**** Records for processing

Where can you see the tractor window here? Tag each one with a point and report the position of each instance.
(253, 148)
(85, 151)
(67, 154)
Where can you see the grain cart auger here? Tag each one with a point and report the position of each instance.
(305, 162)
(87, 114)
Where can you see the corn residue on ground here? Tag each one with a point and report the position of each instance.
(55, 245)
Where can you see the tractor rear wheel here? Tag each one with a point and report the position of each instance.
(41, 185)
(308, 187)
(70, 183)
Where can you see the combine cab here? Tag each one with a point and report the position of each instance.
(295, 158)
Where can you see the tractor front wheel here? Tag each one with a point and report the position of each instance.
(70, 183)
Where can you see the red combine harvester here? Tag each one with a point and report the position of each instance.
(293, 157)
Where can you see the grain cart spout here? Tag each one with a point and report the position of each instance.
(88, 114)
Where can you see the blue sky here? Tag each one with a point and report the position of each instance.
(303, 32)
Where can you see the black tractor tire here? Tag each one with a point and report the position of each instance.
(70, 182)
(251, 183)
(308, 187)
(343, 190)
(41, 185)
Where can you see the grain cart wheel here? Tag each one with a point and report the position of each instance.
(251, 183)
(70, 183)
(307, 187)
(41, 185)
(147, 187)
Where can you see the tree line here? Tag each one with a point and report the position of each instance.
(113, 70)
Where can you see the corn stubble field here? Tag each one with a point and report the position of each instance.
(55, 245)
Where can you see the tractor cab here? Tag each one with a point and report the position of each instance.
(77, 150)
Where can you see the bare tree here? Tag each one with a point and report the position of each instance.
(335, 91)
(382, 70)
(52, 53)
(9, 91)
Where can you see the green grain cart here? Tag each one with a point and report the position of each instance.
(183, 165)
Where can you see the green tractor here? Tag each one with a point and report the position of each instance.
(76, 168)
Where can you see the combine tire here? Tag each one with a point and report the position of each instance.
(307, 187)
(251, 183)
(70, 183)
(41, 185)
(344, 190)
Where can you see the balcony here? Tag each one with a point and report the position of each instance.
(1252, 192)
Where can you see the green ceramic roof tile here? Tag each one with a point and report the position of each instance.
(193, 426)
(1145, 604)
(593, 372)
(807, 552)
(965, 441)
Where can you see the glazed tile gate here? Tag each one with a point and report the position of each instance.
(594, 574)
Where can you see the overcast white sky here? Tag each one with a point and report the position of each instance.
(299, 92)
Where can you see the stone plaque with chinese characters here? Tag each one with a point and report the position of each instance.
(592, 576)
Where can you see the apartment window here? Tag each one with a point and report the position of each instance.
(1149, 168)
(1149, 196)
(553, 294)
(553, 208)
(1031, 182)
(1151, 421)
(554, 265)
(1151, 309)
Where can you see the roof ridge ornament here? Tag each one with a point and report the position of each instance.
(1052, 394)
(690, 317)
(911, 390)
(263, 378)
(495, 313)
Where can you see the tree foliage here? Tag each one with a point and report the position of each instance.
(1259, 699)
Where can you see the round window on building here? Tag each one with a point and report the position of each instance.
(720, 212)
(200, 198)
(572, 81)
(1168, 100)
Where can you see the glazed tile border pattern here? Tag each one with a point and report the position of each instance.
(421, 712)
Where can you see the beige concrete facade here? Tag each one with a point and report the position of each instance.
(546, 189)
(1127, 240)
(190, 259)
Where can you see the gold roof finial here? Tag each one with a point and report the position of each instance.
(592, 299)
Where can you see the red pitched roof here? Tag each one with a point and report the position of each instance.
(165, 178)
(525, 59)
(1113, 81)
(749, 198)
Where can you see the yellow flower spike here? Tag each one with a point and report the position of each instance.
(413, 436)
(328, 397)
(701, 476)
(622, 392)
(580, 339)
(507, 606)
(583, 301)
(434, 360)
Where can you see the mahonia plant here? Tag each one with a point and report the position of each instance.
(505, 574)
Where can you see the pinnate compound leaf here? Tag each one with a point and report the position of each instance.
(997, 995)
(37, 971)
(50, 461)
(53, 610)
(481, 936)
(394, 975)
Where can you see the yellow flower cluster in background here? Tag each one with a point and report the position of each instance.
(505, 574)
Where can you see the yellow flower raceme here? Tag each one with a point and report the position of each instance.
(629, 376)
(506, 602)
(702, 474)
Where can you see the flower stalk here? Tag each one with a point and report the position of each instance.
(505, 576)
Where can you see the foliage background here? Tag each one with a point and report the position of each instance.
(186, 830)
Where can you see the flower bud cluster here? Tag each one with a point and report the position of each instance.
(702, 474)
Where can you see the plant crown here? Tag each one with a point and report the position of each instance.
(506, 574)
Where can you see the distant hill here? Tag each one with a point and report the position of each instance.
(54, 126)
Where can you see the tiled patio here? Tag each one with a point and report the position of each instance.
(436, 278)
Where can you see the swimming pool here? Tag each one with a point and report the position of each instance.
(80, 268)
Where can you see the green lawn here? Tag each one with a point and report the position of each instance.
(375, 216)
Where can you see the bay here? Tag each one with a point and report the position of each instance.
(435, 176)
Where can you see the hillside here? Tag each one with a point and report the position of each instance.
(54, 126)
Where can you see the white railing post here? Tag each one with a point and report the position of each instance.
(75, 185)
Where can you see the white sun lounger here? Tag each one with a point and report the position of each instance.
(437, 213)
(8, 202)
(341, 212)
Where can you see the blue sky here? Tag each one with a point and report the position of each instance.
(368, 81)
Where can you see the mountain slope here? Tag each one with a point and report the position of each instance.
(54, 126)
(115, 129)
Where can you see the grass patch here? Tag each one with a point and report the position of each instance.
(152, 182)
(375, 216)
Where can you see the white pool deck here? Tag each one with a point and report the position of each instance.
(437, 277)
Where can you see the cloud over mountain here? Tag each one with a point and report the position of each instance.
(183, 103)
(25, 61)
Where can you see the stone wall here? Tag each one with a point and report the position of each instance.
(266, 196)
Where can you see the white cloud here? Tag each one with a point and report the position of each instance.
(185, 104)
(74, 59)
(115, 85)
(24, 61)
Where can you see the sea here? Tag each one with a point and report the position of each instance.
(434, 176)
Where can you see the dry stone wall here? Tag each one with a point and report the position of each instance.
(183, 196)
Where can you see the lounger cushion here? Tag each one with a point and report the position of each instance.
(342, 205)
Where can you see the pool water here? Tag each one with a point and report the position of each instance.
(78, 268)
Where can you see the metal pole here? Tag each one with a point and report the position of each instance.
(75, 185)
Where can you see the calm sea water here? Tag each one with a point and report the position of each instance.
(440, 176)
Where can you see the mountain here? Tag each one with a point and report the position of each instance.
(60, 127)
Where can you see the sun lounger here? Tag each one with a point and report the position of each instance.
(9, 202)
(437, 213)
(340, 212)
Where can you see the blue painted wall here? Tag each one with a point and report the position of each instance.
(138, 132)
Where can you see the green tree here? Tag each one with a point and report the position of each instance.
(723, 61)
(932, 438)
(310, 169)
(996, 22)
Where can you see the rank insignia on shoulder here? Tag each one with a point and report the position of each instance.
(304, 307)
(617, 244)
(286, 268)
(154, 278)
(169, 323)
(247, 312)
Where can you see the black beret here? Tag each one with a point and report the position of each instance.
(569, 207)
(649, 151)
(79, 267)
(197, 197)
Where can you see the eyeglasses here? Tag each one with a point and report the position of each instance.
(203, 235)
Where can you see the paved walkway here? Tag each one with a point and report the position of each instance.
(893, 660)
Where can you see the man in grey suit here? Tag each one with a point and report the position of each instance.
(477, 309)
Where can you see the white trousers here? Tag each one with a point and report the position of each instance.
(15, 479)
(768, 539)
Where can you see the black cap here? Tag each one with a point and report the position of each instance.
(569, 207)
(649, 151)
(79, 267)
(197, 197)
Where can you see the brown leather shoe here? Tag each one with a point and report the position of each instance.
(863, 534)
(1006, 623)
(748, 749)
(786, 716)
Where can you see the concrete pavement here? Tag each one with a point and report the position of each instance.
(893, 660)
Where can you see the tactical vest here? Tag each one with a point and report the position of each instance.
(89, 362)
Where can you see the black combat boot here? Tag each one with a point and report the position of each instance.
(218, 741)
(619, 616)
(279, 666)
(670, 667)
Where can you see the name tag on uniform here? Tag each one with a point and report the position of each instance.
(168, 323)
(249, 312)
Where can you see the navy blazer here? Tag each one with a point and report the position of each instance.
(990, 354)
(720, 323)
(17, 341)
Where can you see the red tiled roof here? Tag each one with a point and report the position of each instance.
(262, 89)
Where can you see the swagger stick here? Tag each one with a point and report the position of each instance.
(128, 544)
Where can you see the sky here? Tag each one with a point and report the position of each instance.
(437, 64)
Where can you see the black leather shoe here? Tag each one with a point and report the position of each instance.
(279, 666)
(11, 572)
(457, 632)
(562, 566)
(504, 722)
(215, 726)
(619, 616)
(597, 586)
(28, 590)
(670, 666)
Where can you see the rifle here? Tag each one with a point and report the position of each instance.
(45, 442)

********

Activity »
Reproduce, word for word, the lines of the data from the one that contains "Where can you see the navy" to the end, both ends included.

Reply to the exercise »
Where can you see the navy blazer here? Tag each one with a point and report the position of each instance.
(990, 354)
(720, 323)
(17, 341)
Where can you see the red tiled roof here? Tag each one with a point and report the position of each instance.
(262, 89)
Where can you see the swagger stick here? Tag each one with a point and report the position of each instance.
(128, 544)
Where can you see the sky here? Tag each one with a point and report the position of each instance.
(437, 64)
Where can you see the black leather shoe here? Tag each one with a point and report the position of each instance.
(279, 666)
(11, 572)
(457, 632)
(562, 566)
(504, 722)
(215, 726)
(619, 616)
(597, 586)
(28, 590)
(670, 666)
Where can you see the rifle here? Tag each one with a point and report the position of each instance.
(45, 442)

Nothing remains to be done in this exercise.